## ASCII-Code

# ASCII-Code

All electronic communications involving computers are expressed in binary

language which involves only two symbols. These are 0 for off and 1 for on.

Since normal communications between humans over large distances is both in

letters and numbers it earlier became necessary to come up with a coding

method capable of handling both cases. The result was a coding system

developed in this country in the early 1960s now known as ASCII(American

Standard Code for Information Interchange). We want here to show how this

code works.

Our starting point is to write down the first few integers and underneath them give

their binary form. Also we add a third row giving the 26 letters of the alphabet

written in sequential order. We summarize this information in the following three

tables –

1 2 3 4 5 6 7 8 9 10

0 10 11 100 101 110 111 1000 1001 1010

A B C D E F G H I J

11 12 13 14 15 16 17 18 19 20

1011 1100 1101 1110 1111 10000 10001 10010 10011 10100

K L M N O P Q R S T

21 22 23 24 25 26

10101 10111 11000 110001 110010 110111

U V W X Y Z

Now the major idea behind ASCII is that we can assign a number for each letter

of the alphabet and then convert it to binary form. The difficulty, as seen from the

above tables, is that one can not yet distinguish between a binary expression

being a number or letter. Certainly, as things stand, 110001 could refer to either

the number 24 or the letter X. Likewise 1000 could be 8 or H. To remedy this

difficulty ASCII lengthens the number of bits for each element to eight and then

replaces the first three digits on the left by 010 to indicate a letter. Thus the letter

M in binary reads 01001101 and S in binary is 01010011. A number has the first

four symbols on the left replaced by 0011. That is, the number 2 is written as

00110010. Using eight elements to represent a letter or number allows extra

space for punctuation marks, small letters, and mathematical operation signs.

Stored data:
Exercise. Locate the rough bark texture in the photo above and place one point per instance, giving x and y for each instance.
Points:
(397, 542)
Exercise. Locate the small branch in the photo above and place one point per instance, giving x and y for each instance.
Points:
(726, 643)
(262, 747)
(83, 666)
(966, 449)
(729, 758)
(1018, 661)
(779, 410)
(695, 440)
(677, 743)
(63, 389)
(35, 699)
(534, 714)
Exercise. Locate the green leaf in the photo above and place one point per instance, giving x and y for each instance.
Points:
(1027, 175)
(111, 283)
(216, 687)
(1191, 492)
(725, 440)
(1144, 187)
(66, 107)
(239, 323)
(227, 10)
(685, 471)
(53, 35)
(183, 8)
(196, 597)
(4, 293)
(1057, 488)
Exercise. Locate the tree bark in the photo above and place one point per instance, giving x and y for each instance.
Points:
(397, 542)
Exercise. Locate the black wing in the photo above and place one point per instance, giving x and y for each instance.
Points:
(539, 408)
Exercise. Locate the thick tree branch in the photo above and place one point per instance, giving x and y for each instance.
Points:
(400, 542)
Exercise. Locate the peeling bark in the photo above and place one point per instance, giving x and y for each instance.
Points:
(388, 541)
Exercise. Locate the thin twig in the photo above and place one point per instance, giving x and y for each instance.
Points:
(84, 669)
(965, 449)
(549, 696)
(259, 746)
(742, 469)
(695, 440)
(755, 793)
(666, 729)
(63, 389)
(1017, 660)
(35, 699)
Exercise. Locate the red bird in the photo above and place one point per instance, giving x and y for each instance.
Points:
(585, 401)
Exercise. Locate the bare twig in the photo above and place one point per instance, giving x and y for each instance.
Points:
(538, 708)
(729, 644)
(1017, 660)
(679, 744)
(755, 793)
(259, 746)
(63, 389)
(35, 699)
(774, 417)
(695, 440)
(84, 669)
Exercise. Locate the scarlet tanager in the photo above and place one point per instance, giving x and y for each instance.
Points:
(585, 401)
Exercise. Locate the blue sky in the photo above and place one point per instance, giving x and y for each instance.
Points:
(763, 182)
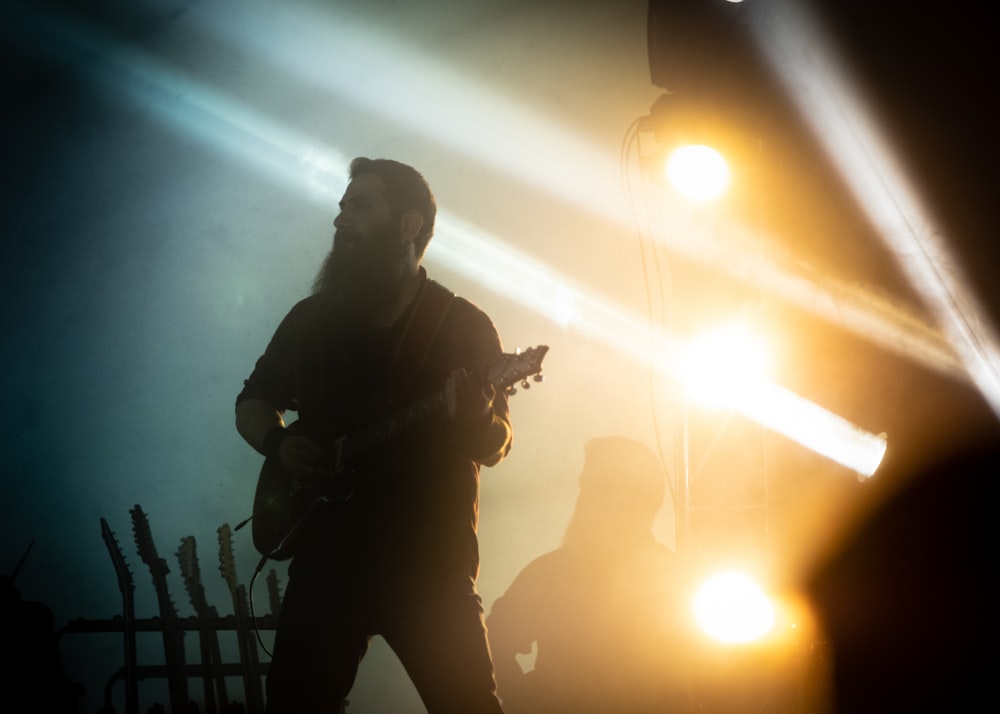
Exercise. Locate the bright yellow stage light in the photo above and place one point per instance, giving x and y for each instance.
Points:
==
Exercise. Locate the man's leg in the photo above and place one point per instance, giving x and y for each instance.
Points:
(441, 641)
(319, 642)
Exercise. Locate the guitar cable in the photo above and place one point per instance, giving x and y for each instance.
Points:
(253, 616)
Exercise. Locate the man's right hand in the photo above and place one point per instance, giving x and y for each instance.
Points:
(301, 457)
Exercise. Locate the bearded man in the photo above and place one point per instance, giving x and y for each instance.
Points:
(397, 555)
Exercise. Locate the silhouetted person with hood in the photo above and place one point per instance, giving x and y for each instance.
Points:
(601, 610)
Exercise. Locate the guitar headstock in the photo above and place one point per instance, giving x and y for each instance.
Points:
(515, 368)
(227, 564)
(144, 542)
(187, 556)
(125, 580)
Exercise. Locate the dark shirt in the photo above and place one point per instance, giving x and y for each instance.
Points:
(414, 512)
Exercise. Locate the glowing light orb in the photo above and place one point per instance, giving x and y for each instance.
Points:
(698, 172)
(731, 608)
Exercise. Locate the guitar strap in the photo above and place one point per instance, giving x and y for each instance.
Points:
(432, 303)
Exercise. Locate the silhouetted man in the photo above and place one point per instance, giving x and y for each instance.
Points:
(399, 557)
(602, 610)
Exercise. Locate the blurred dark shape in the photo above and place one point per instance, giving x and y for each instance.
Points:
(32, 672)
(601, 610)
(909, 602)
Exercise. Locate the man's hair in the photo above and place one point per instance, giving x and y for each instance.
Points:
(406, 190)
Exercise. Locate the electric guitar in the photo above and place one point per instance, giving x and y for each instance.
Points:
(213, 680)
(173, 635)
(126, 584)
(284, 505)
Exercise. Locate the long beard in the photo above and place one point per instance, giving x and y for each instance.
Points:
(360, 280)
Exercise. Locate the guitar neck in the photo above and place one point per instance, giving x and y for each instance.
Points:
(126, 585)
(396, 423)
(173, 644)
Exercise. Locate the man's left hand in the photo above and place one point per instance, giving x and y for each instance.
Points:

Goals:
1) From the passage on ASCII code, return the words from "difficulty ASCII lengthens" up to and including "mathematical operation signs.".
2) What does the passage on ASCII code say that using eight elements for a letter or number leaves extra space for? List each item.
3) In the passage on ASCII code, what replaces the first three digits on the left to indicate a letter?

Answers given:
1)
difficulty ASCII lengthens the number of bits for each element to eight and then

replaces the first three digits on the left by 010 to indicate a letter. Thus the letter

M in binary reads 01001101 and S in binary is 01010011. A number has the first

four symbols on the left replaced by 0011. That is, the number 2 is written as

00110010. Using eight elements to represent a letter or number allows extra

space for punctuation marks, small letters, and mathematical operation signs.

2)
- punctuation marks
- small letters
- mathematical operation signs

3) 010